* start Excerpt provided *
Pronunciations
- Pinyin:: jué
- Bopomofo:: ㄐㄩㄝˊ
- Wade–Giles:: chüeh2
- Cantonese Yale:: kyut
- Jyutping:: kyut3
- Pe̍h-ōe-jī:: koat
- Japanese Kana:: ケツ ketsu (on'yomi)
- Sino-Korean:: 궐 gwol
- Hán-Việt:: quyết

Names
- Chinese name(s):: 豎鉤/豎鈎/竖钩 shùgōu
- Japanese name(s):: 撥棒/はねぼう hanebō かぎ kagi
- Hangul:: 갈고리 galgori

Stroke order animation

= Radical 6 =

Chinese character radical

Radical 6 or radical hook (亅部) meaning "hook" is one of 6 of the 214 Kangxi radicals that are composed of only one stroke.

In the Kangxi Dictionary, there are 19 characters (out of 49,030) to be found under this radical.

In Simplified Chinese, this radical is merged to Radical 2 丨. In the Table of Indexing Chinese Character Components, 亅 is listed as an associated indexing component of 丨. However, it is often omitted in mainstream dictionaries, including Xiandai Hanyu Cidian.
* end Excerpt provided *
== Set problem ==
Can you write the next part of the article above on Kangxi radical 6 (亅, "hook"), picking up after its final sentence?
* start Recorded information *
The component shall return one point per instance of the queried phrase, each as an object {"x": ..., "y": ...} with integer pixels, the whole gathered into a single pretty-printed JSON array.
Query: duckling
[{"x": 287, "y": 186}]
* end Recorded information *
== Result ==
==Evolution==

Small seal script character

==Derived characters==

| Strokes | Characters |
|---|---|
| +0 | 亅 |
| +1 | 了 |
| +2 | 亇 (=个 -> 丨 / 個 -> 人) |
| +3 | 予 |
| +5 | 争^{SC/JP} (=爭 -> 爪) |
| +7 | 亊 (=事) |
| +8 | 事 |

== Literature ==
- Fazzioli, Edoardo (1987). "Chinese calligraphy : from pictograph to ideogram : the history of 214 essential Chinese/Japanese characters"
- Leyi, Li (1993). "Tracing the Roots of Chinese Characters: 500 Cases"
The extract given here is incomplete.